The advice columnist E Jean Carroll told a New York jury on Wednesday that Donald Trump raped her, leaving her unable to have a romantic relationship, and then “shattered my reputation” by denying the attack occurred.
Carroll testified in her civil lawsuit seeking damages for battery – after Trump allegedly sexually assaulted her in a New York department store changing room in 1996 – and for defamation, after he accused her of lying and perpetrating a hoax when she went public with her accusations in a book.
“I’m here because Donald Trump raped me, and when I wrote about it, he said it didn’t happen. He lied and shattered my reputation. I’m here to try and get my life back,” she told the jury.
Trump denies the accusations.
Before Carroll testified, Judge Lewis Kaplan warned Trump may have crossed the line into jury-tampering after the former president posted an attack on his social media site, Truth Social, calling Carroll’s accusations a “made-up SCAM” and a “witch-hunt”.
Kaplan called Trump’s post “entirely inappropriate” and warned they could become “a potential source of liability” for him.
After she took the stand, Carroll described running into Trump as she was leaving the Bergdorf Goodman luxury department store.

**Things to do:**
[1] Can you sum up the news report on E Jean Carroll's testimony in two sentences?
[2] Would you write a continuation of the news report on E Jean Carroll's testimony, starting after its final sentence?
The entries are separate material and have nothing to do with the news report.

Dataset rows

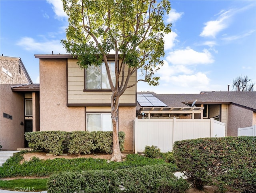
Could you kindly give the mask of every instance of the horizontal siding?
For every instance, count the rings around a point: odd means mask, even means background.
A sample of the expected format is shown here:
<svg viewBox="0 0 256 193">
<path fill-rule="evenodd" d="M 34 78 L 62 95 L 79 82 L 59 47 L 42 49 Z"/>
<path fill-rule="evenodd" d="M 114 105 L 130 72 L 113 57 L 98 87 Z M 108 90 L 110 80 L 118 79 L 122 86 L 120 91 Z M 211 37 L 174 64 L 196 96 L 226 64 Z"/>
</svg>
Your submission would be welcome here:
<svg viewBox="0 0 256 193">
<path fill-rule="evenodd" d="M 69 104 L 110 103 L 111 92 L 84 92 L 84 72 L 76 64 L 77 60 L 68 60 L 68 103 Z M 126 68 L 128 69 L 128 67 Z M 126 76 L 126 74 L 125 74 Z M 128 85 L 136 83 L 136 74 L 130 78 Z M 136 86 L 126 89 L 121 96 L 120 103 L 136 103 Z"/>
</svg>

**Responses in order:**
[1] E Jean Carroll told a New York jury in her civil suit for battery and defamation that Donald Trump raped her in a department store changing room in 1996 and then shattered her reputation by calling her account a lie, which Trump denies. Before she testified, Judge Lewis Kaplan called Trump's Truth Social post attacking her accusations "entirely inappropriate" and warned it could become "a potential source of liability" for him.

[2]
“He said, ‘I need to buy a gift, come help me,’” she said. “I was delighted.”
Carroll said she suggested a handbag and then a hat for the woman Trump said he was buying for but he wasn’t interested.
“He picked up a fur hat and he was petting it like a cat or a dog. Then he said, ‘I know, lingerie,’” she said. “He led the way to the escalator.”
Carroll described Trump as very talkative, and herself as “absolutely enchanted”.
“I was delighted to go to lingerie with him. He was very funny,” she said.
Carroll said Trump “snatched up” a grey-blue bodysuit in the lingerie department and demanded she try it on. “I had no intention of putting it on. I said, ‘You put it on, it’s your colour,’” she told the court.
Carroll said Trump suggested they both try it on, and motioned toward the dressing room. She said she did not take it seriously.
“Donald Trump was being very light. It was very joshing and very funny,” she said. “I was flirting the whole time, probably.”
But, she said, the mood changed rapidly after they stepped into the dressing room.
“He immediately shut the door and shoved me up against the wall. He shoved me so hard my head banged. I was extremely confused,” she said. “I pushed back and he thrust me back against the wall again, banging my head again.”
Carroll told the jury the situation “turned absolutely dark”.
“He leaned down and pulled down my tights,” she said. “I was pushing him back. It was quite clear I didn’t want anything else to happen.”
Carroll described the former president’s attempts to kiss her as “a shocking thing”.
“My whole reason for being alive at that moment was to get out of the room,” she said.
But Carroll said she could not escape Trump’s grip. Speaking quietly and slowly, she said he raped her.
Carroll said she escaped after she was able to lift her knee and push him off. She fled the store.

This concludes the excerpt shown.